### TASK
Rewrite the entries below as a numbered list, one line per number, dropping any blank lines.

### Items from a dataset
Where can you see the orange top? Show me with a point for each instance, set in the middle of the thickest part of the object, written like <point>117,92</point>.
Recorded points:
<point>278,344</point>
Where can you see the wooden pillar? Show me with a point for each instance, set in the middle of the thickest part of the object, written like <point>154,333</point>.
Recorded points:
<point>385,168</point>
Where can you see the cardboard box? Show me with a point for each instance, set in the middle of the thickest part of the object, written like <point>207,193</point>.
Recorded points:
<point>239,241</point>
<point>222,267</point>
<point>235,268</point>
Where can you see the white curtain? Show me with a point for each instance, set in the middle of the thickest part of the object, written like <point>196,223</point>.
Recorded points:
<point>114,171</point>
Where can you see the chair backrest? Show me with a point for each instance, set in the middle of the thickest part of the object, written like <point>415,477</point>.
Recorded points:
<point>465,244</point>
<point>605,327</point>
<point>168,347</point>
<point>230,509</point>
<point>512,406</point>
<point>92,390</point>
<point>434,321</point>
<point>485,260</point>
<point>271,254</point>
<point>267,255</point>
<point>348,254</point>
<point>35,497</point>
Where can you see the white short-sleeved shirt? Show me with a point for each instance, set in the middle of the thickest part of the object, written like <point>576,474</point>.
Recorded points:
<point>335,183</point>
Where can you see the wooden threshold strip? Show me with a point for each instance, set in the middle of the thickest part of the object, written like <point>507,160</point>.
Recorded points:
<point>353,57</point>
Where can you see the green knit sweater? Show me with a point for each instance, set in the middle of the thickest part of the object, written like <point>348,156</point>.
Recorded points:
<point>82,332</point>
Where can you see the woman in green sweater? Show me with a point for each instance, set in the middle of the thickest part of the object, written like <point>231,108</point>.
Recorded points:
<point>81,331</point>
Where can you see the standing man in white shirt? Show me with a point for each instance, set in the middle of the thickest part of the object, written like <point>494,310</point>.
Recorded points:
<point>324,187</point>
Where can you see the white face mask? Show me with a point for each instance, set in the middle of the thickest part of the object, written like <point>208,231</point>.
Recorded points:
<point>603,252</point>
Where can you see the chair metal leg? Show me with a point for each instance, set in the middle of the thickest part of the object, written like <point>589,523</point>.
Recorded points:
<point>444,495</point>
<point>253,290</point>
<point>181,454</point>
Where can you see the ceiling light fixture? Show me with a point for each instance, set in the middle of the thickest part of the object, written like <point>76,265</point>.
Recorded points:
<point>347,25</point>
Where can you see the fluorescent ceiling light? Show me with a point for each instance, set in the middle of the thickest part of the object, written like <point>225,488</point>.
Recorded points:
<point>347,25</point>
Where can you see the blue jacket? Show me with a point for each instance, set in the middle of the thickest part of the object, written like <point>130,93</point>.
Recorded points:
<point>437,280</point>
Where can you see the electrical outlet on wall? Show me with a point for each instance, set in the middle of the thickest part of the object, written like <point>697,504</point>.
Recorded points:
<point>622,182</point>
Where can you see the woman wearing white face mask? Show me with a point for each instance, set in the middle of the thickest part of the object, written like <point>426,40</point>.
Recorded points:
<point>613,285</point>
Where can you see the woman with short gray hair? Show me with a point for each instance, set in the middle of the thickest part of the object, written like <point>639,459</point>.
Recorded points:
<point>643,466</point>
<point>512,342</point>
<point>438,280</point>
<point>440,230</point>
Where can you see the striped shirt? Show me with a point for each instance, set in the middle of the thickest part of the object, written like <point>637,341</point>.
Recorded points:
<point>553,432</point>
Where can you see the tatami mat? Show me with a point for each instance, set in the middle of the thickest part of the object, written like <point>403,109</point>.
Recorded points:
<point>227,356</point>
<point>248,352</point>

### COMPLETED EXERCISE
1. Where can you see the orange top? Show me with a point for each instance, set in the middle of the thickest part of the object, written like <point>117,92</point>.
2. Recorded points:
3. <point>278,344</point>
4. Where can you see the wooden pillar? Show me with a point for each instance, set in the middle of the thickest part of the object, written like <point>154,333</point>.
5. Recorded points:
6. <point>385,168</point>
7. Where can you see the cardboard box? Show me with a point for each instance, set in the middle of the thickest part of the object, written like <point>207,193</point>.
8. Recorded points:
9. <point>239,241</point>
10. <point>222,267</point>
11. <point>235,268</point>
12. Where can you see the white curtain? Show me with a point for each instance, set in the middle of the thickest part of the object, written like <point>196,223</point>.
13. Recorded points:
14. <point>114,171</point>
15. Where can you see the chair backrest? Show me with a point for each instance, set in the middle of the thickest part of the object, written like <point>415,477</point>.
16. Recorded points:
17. <point>465,244</point>
18. <point>605,327</point>
19. <point>168,347</point>
20. <point>230,509</point>
21. <point>512,406</point>
22. <point>92,390</point>
23. <point>434,321</point>
24. <point>485,260</point>
25. <point>271,254</point>
26. <point>267,255</point>
27. <point>348,254</point>
28. <point>35,497</point>
29. Where can you see the white short-sleeved shirt? Show me with a point for each instance, set in the middle of the thickest part of the object, written like <point>576,474</point>.
30. Recorded points:
31. <point>335,183</point>
32. Where can you see the wooden threshold strip? Show me with a point for each instance, set in the middle of the thickest part of the object, written like <point>507,160</point>.
33. Recorded points:
34. <point>353,57</point>
35. Where can you see the green knit sweater? Show me with a point for each instance, set in the middle of the thickest part of the object, written like <point>348,156</point>.
36. Recorded points:
37. <point>82,332</point>
38. Where can you see the woman in green sweater? Show me with a point for each instance, set in the middle of the thickest part of the object, written like <point>231,108</point>.
39. Recorded points:
40. <point>81,331</point>
41. Where can you see the standing man in white shirt? Show me with a point for each instance, set in the middle of the thickest part of the object, written like <point>494,310</point>.
42. Recorded points:
43. <point>324,187</point>
44. Where can you see the white face mask? Show me with a point for each instance, set in the middle of the thickest part of the object, written like <point>208,231</point>.
45. Recorded points:
46. <point>603,252</point>
47. Where can you see the chair metal leg? Show me with a point for each instance, set in the middle of the thickest part of the object, written like <point>589,523</point>.
48. Recorded points:
49. <point>444,495</point>
50. <point>253,290</point>
51. <point>181,454</point>
52. Where can you see the ceiling light fixture? Show me with a point for each instance, set in the middle of the thickest part of the object, written like <point>76,265</point>.
53. Recorded points:
54. <point>347,25</point>
55. Where can you see the fluorescent ceiling light? Show me with a point for each instance, set in the middle of the thickest part of the object, written like <point>225,488</point>.
56. Recorded points:
57. <point>347,25</point>
58. Where can you see the blue jacket? Show me with a point for each instance, set in the middle of the thickest part of the object, written like <point>130,93</point>.
59. Recorded points:
60. <point>437,280</point>
61. Where can you see the electrical outlet on wall? Show me with a point for each instance, set in the middle of the thickest part of the object, written like <point>697,504</point>.
62. Recorded points:
63. <point>622,182</point>
64. Where can you see the woman wearing white face mask? Show me with a point for each instance, set in the middle of the thickest part of the object, written like <point>426,40</point>.
65. Recorded points:
66. <point>613,285</point>
67. Where can you see the woman with short gray hair? Show me with a point for each instance, set in the middle of the thickest part of the object, written like <point>639,459</point>.
68. Recorded points:
69. <point>643,466</point>
70. <point>512,342</point>
71. <point>438,280</point>
72. <point>440,230</point>
73. Where can you see the striped shirt? Show me with a point for each instance, set in the middle of the thickest part of the object, written like <point>637,341</point>.
74. Recorded points:
75. <point>553,432</point>
76. Where can you see the tatami mat? Show me with a point for each instance, set in the middle of the thickest part of the object, written like <point>403,109</point>.
77. Recorded points:
78. <point>227,356</point>
79. <point>248,352</point>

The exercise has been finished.